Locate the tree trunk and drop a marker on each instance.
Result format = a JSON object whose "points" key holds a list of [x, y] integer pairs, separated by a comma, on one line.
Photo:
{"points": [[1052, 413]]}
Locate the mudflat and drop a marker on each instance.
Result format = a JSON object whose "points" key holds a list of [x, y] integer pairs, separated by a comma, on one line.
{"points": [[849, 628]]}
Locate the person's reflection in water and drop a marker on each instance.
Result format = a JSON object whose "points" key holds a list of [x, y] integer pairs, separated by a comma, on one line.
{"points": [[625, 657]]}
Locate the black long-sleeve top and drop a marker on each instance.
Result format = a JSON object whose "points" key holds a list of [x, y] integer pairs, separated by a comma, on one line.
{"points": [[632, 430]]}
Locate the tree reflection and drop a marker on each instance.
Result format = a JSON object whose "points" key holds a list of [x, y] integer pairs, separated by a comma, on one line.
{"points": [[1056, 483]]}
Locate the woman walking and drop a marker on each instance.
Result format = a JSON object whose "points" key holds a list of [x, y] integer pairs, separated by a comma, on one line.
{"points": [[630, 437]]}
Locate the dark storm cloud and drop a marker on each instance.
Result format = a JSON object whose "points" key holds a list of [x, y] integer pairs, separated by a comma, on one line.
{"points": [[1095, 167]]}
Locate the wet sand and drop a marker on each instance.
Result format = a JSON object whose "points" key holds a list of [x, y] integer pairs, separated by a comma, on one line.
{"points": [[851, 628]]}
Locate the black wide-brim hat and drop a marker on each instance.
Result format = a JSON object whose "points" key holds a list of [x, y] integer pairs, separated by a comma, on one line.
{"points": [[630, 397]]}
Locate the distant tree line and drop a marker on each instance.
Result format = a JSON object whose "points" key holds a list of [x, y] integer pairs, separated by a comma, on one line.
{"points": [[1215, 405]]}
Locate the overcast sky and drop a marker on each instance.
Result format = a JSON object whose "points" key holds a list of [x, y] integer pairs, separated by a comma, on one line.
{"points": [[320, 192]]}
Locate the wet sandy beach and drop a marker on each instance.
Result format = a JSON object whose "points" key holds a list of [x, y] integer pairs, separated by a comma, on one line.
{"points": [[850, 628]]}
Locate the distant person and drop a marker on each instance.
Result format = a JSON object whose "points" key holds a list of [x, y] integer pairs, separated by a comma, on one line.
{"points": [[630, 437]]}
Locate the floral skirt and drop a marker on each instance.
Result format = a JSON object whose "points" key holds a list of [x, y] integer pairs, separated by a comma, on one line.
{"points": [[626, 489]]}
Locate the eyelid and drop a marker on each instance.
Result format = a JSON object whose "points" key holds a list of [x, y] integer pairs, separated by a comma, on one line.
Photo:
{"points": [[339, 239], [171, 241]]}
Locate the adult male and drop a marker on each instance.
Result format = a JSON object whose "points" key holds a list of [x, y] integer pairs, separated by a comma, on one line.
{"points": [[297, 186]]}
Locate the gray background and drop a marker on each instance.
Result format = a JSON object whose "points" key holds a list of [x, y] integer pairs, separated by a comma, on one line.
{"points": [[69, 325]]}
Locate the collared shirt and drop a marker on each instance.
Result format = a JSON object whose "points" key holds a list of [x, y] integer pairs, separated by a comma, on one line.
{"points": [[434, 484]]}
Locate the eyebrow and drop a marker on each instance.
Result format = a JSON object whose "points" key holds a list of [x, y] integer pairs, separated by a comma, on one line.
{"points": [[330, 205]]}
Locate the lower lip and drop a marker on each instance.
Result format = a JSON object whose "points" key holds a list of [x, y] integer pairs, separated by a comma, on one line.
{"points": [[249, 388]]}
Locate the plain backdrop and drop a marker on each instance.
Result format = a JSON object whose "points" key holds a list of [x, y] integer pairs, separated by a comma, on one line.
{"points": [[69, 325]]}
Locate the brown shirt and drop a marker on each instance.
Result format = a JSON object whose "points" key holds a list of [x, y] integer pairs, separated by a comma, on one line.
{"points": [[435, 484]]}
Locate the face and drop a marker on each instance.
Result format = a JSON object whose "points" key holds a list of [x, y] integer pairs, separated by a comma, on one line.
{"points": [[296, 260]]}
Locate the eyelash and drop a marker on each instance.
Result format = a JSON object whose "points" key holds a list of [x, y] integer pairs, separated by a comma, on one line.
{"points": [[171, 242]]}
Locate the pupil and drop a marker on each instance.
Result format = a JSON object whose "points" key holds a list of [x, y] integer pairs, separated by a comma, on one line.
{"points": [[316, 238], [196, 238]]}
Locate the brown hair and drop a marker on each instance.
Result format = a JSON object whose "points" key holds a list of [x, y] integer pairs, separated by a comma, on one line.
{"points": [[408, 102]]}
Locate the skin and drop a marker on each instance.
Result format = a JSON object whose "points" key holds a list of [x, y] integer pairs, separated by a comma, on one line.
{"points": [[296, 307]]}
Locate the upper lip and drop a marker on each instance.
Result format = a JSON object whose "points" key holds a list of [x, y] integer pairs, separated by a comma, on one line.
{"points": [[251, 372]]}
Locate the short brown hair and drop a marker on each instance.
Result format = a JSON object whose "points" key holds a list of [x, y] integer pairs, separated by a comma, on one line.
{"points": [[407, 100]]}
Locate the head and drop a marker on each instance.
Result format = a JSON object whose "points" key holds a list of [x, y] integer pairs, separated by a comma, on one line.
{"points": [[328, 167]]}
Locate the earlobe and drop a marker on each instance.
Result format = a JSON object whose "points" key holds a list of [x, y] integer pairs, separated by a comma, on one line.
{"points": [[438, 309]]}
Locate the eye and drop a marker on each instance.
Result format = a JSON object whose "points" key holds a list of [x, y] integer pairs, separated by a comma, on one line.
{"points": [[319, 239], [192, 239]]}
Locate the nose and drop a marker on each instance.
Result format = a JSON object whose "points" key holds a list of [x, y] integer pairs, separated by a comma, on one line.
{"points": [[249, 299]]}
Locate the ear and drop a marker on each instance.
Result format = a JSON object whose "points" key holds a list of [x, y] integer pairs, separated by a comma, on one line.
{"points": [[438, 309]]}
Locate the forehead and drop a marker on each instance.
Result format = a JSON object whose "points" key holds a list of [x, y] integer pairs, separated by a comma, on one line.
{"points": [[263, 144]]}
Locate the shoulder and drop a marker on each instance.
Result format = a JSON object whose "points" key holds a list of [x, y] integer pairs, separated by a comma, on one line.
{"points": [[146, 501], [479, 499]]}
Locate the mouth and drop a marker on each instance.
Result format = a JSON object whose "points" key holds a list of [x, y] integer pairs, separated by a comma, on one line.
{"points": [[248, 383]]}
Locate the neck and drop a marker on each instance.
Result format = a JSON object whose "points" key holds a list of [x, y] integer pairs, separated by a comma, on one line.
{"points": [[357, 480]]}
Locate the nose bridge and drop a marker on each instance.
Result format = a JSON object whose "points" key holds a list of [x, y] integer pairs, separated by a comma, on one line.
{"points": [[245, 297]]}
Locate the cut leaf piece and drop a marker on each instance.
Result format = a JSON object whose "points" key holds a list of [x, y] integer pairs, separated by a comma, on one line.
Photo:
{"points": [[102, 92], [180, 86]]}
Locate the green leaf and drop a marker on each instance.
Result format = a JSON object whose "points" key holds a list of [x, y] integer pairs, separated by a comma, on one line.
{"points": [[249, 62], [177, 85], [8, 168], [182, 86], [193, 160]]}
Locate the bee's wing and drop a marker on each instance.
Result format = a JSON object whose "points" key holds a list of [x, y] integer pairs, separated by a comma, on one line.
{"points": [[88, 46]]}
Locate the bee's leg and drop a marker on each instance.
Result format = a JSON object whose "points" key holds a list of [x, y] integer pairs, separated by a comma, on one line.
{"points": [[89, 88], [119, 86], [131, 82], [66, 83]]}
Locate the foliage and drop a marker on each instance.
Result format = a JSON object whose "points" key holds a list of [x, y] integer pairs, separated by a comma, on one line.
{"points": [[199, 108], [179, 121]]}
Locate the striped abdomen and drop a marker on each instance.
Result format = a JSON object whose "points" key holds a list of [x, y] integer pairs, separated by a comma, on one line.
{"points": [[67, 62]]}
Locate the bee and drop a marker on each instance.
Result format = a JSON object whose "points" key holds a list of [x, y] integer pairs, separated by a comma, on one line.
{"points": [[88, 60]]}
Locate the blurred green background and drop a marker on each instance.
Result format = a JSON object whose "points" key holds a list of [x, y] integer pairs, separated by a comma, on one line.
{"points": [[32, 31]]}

- EXERCISE DESCRIPTION -
Repeat exactly the lines from the line containing "Locate the cut" through the last line of the records above, including both, and nothing else.

- REPLY -
Locate the cut leaf piece and drop a marker on each instance.
Result format = a JSON object whose "points" key holds a list of [x, y] integer pairs, separated by a comma, on one line.
Photo:
{"points": [[102, 92], [180, 86]]}
Locate the green leaf and drop a marker on each instance.
Result format = a JSON object whose "points" key holds a list of [x, y] integer pairs, separated by a comma, on one line.
{"points": [[249, 62], [177, 85], [8, 168], [182, 86], [193, 160]]}
Locate the bee's wing and drop a marker on each instance.
Result format = a JSON object whose "points" key holds a list of [x, y] integer pairs, separated by a comma, on one line.
{"points": [[88, 46]]}
Locate the bee's leg and drop a marker on each instance.
Result format = a JSON object whose "points" key holds a list of [x, y] integer pairs, separated by a comma, on one line.
{"points": [[89, 88], [119, 86], [131, 82], [66, 83]]}
Locate the foliage and drop a marker on each instance.
Result format = a JSON object whose "points" key holds a list of [x, y] integer pairs, separated by a comma, on one line.
{"points": [[199, 108], [179, 121]]}
Locate the striped abdomen and drop a marker on each instance.
Result format = a JSON object whose "points" key holds a list of [x, y] integer pairs, separated by a comma, on one line.
{"points": [[67, 62]]}
Locate the bee and drop a marker on each instance.
Result format = a JSON object whose "points" key holds a list of [x, y] integer pairs, separated by a comma, on one line.
{"points": [[88, 60]]}
Locate the blurred green background and drop a marker on each instance.
Result format = a JSON object whose "points" key holds a list of [x, y] integer pairs, separated by a comma, on one line.
{"points": [[32, 31]]}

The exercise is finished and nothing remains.